## Kutipan Sumber
◇ ◇ ◇
Oleh: Ikhawanul Kiram Manshuri
Para pengunjuk rasa pendukung Presiden Mursi sudah sejak 3 Juli lalu
'menduduki' lapangan Rabiah Aladawiyah di timur Kairo. Tanggal itu
adalah hari di mana militer Mesir yang didukung kelompok oposisi
mengudeta kekuasaan Presiden Muhammad Mursi yang terpilih secara
demokratis setahun lalu. Bila dihitung hingga Sabtu (27/07) dini hari
ketika militer dan polisi Mesir mencoba membubarkan aksi unjuk rasa
pendukung Mursi, mereka sudah berada di lapangan Rabiah Aladawiyah
minimal selama 25 hari.
Menurut beberapa kantor berita, jumlah
para pendukung Mursi yang berkumpul di Rabiah Aladawiyah mencapai satu
juta orang pada siang. Menjelang sore hingga malam hari, jumlahnya
bertambah mencapai dua sampai tiga juta orang, terutama ketika mereka
menggelar unjuk rasa setiap usai shalat Tarawih. Mereka terdiri dari
anak-anak muda, orang tua, laki-laki dan perempuan. Bahkan, ada di
antara mereka yang membawa serta anak-anak. Mereka datang dari berbagai
penjuru daerah di Mesir.
Mamduh Saad Mohammad, 29 tahun, datang
dari Sinai (berbatasan dengan Israel). Ia bergabung ke Rabiah Aladawiyah
dengan meninggalkan istri dan dua anaknya. Ia mengatakan, Allah SWT
yang akan menjaga keluarganya. Menurutnya, apa yang ia lakukan untuk
membela legalitas presiden yang dipilih secara demokratis. ''Masalah
yang kami hadapi adalah persoalan hidup atau mati. Kami tidak mau
kembali ke zaman kezaliman Husni Mubarak,'' katanya saat diwawancarai
Aljazirah.net pada siang bolong yang panas dalam satu kemah di Rabiah
Aladawiyah. ''Selama setahun kepresidenan Mursi, kebebasan sangat
terjamin. Lalu, apakah kami tidak boleh hidup seperti bangsa-bangsa lain
di negara demokrasi? ''
Tidak semua pendukung Mursi mengaku
sebagai kader Ikhwanul Muslimin atau partai Islam lainnya. Shobir Abdul
Ghani, mahasiswa Akademi Teknologi di Mansuroh, misalnya. Ia mengaku
bergabung di Rabiah Aladawiyah lantaran para pendukung Mursi adalah
orang-orang yang terhormat. Mereka berunjuk rasa dengan sopan dan damai.
Ia bergabung dengan pendukung Mursi sejak 5 Juli, dua hari setelah
kudeta militer. ''Saya datang ke sini untuk membela demokrasi yang
dialami Mesir untuk pertama kalinya. Apa yang kami lakukan adalah untuk
kehidupan yang lebih baik bagi rakyat Mesir.''
Mamduh dan Shobir
sekadar contoh mereka yang mendukung Mursi. Menurut Aljazirah.net,
ribuan dan bahkan jutaan pendukung Mursi memiliki niat yang hampir sama
dengan kedua orang tadi. Lalu, apa yang mereka lakukan selama
berhari-hari di lapangan Rabiah Aladawiyah selain berunjuk rasa?
◇ ◇ ◇
## Entri Hasil Ekstraksi
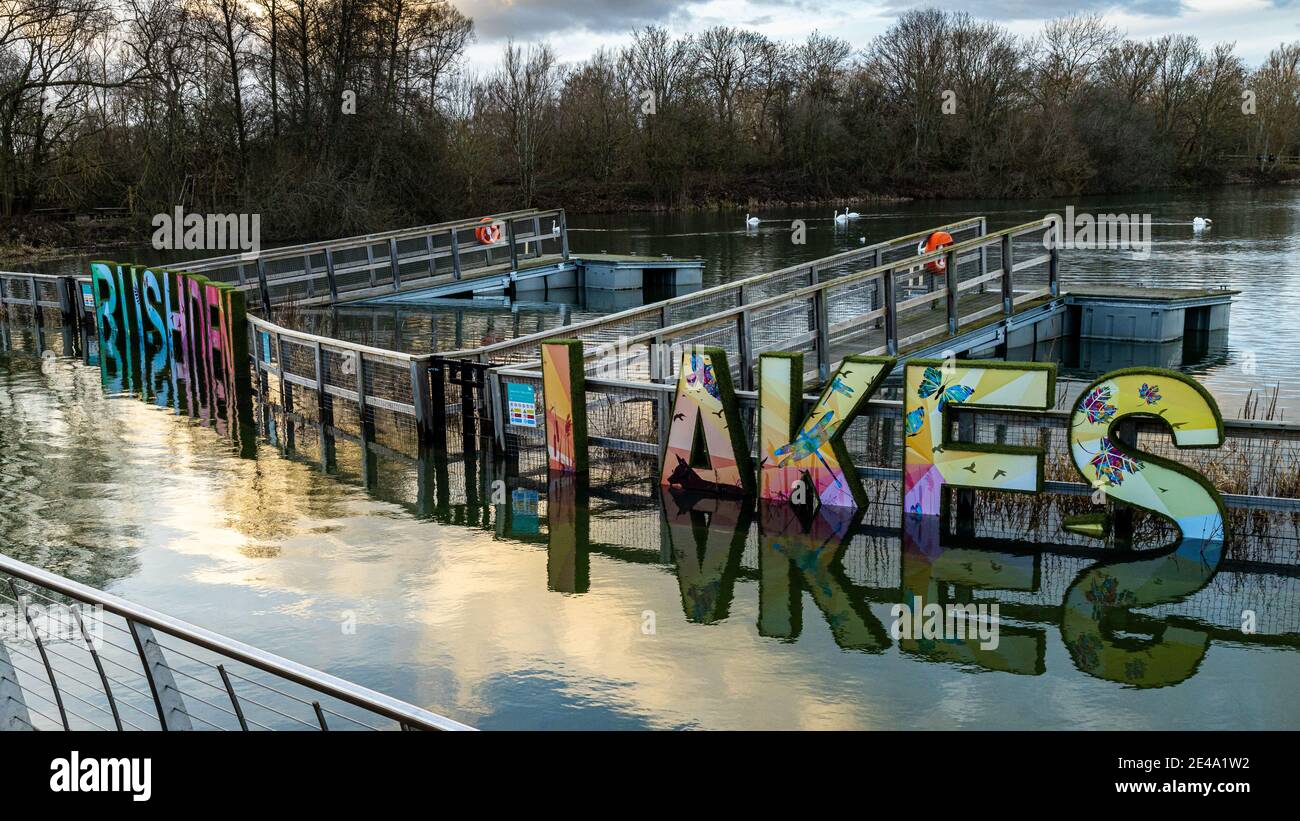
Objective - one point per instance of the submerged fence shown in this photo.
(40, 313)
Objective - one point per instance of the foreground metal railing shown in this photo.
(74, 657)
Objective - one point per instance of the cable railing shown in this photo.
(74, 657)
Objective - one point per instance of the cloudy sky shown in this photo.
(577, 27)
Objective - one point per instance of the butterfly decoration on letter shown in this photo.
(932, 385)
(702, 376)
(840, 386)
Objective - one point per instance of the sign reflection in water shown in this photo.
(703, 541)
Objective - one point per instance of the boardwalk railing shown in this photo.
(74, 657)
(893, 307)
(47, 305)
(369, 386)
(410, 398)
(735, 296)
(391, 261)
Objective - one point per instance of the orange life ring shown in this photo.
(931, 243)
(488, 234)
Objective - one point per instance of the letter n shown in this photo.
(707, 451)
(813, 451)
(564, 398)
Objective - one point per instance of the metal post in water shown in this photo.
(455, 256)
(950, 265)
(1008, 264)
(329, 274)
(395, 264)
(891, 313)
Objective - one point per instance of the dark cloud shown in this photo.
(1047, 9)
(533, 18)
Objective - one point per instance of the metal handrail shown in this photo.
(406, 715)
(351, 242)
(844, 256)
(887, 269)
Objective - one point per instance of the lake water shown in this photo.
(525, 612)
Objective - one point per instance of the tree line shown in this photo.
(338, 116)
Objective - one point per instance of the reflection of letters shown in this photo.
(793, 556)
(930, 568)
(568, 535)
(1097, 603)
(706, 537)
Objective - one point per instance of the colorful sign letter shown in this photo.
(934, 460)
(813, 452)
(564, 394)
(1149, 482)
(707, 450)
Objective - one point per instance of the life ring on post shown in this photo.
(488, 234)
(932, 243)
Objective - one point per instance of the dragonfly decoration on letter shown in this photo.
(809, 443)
◇ ◇ ◇
## Soal yang Dikerjakan
(A) Tuliskan ulang dengan persis bagian artikel tentang pendukung Mursi di Rabiah Aladawiyah: mulai dari kata-kata yang memuat "Ia bergabung dengan", lalu berhenti setelah "selain berunjuk rasa?".
(B) Jawablah pertanyaan berikut berdasarkan artikel tentang pendukung Mursi di Rabiah Aladawiyah:
(i) Dari daerah mana Mamduh Saad Mohammad datang?
(ii) Sejak tanggal berapa Shobir Abdul Ghani bergabung dengan pendukung Mursi?
(iii) Menurut beberapa kantor berita, berapa jumlah pendukung Mursi yang berkumpul di Rabiah Aladawiyah pada siang hari?
(C) Lanjutkan artikel tentang pendukung Mursi di Rabiah Aladawiyah, dimulai sesudah kalimat terakhir yang tertera.

## Jawaban Tiap Soal
(A)
Ia bergabung dengan pendukung Mursi sejak 5 Juli, dua hari setelah
kudeta militer. ''Saya datang ke sini untuk membela demokrasi yang
dialami Mesir untuk pertama kalinya. Apa yang kami lakukan adalah untuk
kehidupan yang lebih baik bagi rakyat Mesir.''
Mamduh dan Shobir
sekadar contoh mereka yang mendukung Mursi. Menurut Aljazirah.net,
ribuan dan bahkan jutaan pendukung Mursi memiliki niat yang hampir sama
dengan kedua orang tadi. Lalu, apa yang mereka lakukan selama
berhari-hari di lapangan Rabiah Aladawiyah selain berunjuk rasa?

(B)
(i) Dari Sinai.
(ii) Sejak 5 Juli.
(iii) Satu juta orang.

(C)
Aljazirah.net
yang sempat meliput keseharian para pendukung Mursi di tenda-tenda
lapangan Rabiah Aladawiyah menuliskan, usai shalat Subuh berjamaah
mereka lalu membaca Alquran, kemudian shalat Dhuha, diteruskan dengan
membersihkan lokasi dan jalan-jalan sekitar. Pada siang hari yang panas,
ada yang kembali membaca Alquran, ada yang mengikuti ceramah agama atau
politik, dan lainnya beristirahat.
Setelah shalat Zhuhur
berjamaah, mereka kembali mengikuti ceramah dari para politikus yang
menganalisis perkembangan kondisi politik mutakhir. Berikutnya, usai
shalat Ashar, sebagian mereka menyiapkan makanan untuk berbuka puasa
bersama. Sementara, yang lainnya ada yang menyiapkan yel-yel untuk
berdemo serta nyanyian perjuangan. Untuk menghilangkan kebosanan, juga
diselenggarakan lomba sepak bola di tempat-tempat yang kosong di sela
tenda-tenda di Rabiah Aladawiyah.
Para pendukung Mursi membantah
mereka ikut berunjuk rasa karena dibayar. Salim Faris, guru SMP di Kota
Ismailiyah, menyatakan, hal itu merupakan kebohongan yang disebarkan
para lawan politik Mursi. Menurutnya, mereka bergabung di Rabiah
Aladawiyah karena alasan nasionalisme dan agama. Mereka dengan biaya
sendiri siap berhari-hari berada di Rabiah Aladawiyah hingga kebenaran
bisa ditegakkan. Namun, ia mengaku banyak juga dermawan yang
menyumbangkan makanan dan minuman untuk berbuka dan bersahur bagi para
pendukung Mursi.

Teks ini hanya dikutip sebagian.